(Dataset entries)
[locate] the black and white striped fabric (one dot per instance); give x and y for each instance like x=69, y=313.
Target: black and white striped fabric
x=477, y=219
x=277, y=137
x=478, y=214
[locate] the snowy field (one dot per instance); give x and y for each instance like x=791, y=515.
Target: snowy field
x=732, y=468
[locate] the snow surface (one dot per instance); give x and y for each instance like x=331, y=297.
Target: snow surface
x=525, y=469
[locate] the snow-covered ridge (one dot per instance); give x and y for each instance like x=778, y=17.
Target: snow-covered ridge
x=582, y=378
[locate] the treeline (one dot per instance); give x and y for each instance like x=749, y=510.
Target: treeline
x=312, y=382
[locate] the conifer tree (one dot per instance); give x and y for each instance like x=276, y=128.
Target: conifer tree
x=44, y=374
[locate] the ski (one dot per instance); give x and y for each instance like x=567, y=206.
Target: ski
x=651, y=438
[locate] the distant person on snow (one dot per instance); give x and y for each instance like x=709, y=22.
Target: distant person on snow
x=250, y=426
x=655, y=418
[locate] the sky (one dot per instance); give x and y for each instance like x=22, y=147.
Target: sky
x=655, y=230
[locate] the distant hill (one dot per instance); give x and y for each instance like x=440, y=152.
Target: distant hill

* Given problem
Lay out the lines of the items above as a JSON list of strings, from the line with "[locate] the treeline" through the final line of the items, both included. Give one string per line and leave out any blank lines.

* Task answer
[
  "[locate] the treeline (one dot per instance); give x and y for each instance like x=749, y=510.",
  "Target: treeline",
  "x=312, y=382",
  "[locate] the conifer tree (one dot per instance); give x and y for each instance like x=276, y=128.",
  "Target: conifer tree",
  "x=44, y=374",
  "[locate] the ski (one dot per instance); give x and y for each instance like x=567, y=206.",
  "Target: ski",
  "x=651, y=438",
  "[locate] the distant person on snow (one dot per instance); give x and y for each instance like x=709, y=22.",
  "Target: distant person on snow",
  "x=250, y=426",
  "x=655, y=418",
  "[locate] the sky (one dot per instance); give x and y for each instance like x=22, y=147.",
  "Target: sky",
  "x=655, y=230",
  "[locate] the distant hill (one dot per instance); give x and y for each instance like x=440, y=152.",
  "Target: distant hill"
]